◆ WHAT THE EXERCISE ASKS: Format the lines from the line with "For the batch job below, identify every oven" to the line with "39,467,96,510", ends included, as a JSON list of strings with one string per line and blank lines dropped.

◆ DATA EXTRACT:
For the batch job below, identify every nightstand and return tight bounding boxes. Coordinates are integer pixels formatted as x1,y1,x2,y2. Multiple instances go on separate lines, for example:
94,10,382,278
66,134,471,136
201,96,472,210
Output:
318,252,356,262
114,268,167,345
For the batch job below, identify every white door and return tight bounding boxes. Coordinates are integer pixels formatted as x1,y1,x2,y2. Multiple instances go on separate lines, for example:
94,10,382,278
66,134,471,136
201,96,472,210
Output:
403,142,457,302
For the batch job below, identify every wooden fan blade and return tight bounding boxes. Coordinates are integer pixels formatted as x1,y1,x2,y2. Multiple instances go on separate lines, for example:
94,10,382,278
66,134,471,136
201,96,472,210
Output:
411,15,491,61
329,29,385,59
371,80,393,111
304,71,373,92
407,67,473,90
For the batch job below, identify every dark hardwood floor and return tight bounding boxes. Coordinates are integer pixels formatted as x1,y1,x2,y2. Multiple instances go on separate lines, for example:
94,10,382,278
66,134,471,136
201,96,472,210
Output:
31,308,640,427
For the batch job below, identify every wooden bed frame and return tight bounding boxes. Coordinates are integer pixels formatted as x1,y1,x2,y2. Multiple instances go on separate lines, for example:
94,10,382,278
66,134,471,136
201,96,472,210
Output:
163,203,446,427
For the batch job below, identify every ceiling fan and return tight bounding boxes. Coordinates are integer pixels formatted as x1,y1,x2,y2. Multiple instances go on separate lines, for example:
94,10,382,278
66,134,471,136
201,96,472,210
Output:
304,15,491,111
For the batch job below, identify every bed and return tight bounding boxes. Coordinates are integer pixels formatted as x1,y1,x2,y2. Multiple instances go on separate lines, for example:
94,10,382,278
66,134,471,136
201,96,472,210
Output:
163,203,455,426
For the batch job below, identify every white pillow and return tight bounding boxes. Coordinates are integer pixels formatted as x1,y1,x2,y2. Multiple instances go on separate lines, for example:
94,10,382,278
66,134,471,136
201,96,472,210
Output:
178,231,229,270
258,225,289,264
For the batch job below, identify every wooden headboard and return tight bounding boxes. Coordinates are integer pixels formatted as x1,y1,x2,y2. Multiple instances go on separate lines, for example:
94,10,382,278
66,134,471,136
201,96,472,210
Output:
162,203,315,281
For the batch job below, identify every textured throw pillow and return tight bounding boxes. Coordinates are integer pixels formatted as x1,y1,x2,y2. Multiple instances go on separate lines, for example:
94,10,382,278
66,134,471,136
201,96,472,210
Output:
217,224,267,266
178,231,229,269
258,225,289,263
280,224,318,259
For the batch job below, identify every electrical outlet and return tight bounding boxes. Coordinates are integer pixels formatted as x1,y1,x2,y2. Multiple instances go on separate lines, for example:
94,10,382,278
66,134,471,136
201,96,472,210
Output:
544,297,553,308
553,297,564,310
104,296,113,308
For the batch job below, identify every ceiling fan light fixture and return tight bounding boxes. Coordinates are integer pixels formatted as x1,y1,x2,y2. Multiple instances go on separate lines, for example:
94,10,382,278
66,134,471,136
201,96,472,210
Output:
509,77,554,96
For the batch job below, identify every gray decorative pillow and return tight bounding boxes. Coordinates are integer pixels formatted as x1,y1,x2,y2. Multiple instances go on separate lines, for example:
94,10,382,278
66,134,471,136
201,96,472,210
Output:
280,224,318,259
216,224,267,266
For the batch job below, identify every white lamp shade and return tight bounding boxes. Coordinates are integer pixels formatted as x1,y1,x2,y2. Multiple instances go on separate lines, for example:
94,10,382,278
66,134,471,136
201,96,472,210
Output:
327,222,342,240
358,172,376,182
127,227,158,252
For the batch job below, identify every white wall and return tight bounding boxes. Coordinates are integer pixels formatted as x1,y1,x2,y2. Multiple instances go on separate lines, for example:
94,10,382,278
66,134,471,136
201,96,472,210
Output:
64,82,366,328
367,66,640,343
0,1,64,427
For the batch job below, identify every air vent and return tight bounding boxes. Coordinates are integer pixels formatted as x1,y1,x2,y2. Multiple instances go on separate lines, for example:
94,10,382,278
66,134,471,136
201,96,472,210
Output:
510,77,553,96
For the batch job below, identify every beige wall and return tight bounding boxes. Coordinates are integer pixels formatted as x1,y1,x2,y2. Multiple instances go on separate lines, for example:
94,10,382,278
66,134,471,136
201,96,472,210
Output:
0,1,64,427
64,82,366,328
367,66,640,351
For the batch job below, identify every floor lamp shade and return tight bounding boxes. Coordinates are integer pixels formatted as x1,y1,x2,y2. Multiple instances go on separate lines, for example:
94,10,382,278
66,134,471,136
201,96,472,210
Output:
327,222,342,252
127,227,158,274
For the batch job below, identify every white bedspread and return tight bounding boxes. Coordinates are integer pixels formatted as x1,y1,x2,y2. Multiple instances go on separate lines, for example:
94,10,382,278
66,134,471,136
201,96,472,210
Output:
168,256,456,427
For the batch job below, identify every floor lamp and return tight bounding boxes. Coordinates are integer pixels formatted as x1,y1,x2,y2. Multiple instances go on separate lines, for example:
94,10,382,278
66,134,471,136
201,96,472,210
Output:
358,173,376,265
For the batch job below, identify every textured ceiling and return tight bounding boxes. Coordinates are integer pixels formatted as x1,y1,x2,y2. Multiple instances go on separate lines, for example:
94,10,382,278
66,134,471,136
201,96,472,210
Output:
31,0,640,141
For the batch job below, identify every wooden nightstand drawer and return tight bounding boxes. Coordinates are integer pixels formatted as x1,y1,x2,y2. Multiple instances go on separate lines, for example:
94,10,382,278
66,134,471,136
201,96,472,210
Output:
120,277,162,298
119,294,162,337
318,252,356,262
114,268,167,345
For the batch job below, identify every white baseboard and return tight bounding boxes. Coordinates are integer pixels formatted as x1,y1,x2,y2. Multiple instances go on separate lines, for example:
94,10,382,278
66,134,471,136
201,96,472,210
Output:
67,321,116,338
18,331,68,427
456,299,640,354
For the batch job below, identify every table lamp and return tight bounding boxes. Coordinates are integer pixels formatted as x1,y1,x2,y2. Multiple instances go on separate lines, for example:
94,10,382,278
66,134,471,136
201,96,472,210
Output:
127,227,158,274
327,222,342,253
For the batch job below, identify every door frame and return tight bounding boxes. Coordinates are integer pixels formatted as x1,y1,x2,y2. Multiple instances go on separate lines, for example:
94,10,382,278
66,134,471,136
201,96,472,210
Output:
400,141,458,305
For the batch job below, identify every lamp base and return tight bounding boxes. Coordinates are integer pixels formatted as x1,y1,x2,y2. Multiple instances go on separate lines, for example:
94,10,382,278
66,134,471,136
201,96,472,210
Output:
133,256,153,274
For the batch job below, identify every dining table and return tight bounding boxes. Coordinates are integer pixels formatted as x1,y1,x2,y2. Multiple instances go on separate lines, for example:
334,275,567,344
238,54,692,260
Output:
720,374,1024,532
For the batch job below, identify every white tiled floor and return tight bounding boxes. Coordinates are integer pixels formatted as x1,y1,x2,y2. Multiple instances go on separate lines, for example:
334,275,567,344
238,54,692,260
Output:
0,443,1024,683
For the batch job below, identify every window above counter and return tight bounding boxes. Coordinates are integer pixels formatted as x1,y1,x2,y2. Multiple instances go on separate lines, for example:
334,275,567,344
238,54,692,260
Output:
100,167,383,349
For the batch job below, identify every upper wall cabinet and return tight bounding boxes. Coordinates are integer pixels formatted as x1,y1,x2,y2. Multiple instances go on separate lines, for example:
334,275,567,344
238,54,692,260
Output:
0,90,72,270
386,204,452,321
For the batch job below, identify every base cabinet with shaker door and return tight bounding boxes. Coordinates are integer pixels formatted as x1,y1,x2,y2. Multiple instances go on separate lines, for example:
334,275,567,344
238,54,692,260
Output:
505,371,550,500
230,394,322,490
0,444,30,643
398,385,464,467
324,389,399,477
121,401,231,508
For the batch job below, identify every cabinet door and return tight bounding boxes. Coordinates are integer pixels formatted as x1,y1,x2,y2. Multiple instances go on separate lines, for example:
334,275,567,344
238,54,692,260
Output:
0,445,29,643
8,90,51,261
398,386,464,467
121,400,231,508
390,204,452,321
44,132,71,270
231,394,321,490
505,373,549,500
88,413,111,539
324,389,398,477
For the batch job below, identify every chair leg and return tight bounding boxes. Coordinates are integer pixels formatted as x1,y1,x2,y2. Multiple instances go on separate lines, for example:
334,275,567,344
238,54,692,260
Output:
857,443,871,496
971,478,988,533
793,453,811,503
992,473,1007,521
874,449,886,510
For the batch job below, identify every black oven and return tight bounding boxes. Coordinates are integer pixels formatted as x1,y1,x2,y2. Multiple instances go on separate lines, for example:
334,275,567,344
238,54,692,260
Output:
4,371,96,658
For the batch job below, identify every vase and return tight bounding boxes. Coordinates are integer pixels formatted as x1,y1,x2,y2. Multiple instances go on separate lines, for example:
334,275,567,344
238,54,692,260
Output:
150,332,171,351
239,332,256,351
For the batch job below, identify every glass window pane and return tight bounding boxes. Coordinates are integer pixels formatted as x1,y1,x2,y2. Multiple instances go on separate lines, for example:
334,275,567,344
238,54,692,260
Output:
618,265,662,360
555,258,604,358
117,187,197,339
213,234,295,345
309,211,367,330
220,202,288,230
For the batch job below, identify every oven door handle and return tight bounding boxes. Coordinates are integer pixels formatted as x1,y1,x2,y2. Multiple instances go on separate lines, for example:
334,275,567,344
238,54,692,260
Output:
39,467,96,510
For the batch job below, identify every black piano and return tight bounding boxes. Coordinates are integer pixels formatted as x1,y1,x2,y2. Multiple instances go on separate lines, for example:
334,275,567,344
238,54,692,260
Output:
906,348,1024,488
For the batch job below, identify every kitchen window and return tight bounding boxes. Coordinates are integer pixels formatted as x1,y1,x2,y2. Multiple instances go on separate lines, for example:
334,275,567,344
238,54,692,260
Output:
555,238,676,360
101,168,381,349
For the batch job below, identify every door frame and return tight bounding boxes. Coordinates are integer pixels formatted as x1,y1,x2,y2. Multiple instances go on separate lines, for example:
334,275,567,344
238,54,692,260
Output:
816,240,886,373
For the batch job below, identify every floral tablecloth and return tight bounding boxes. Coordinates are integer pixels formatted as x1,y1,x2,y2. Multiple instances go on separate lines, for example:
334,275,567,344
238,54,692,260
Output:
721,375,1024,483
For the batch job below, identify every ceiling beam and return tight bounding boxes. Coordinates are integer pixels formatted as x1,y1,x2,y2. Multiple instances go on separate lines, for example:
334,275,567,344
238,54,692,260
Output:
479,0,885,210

◆ IN RESPONSE:
[
  "For the batch job below, identify every oven door handle and return tight bounding boxes. Coordinates are integer pixels formatted as x1,y1,x2,y2. Multiple instances go on separate lines, for example:",
  "334,275,567,344",
  "238,54,692,260",
  "Output:",
  "39,467,96,510"
]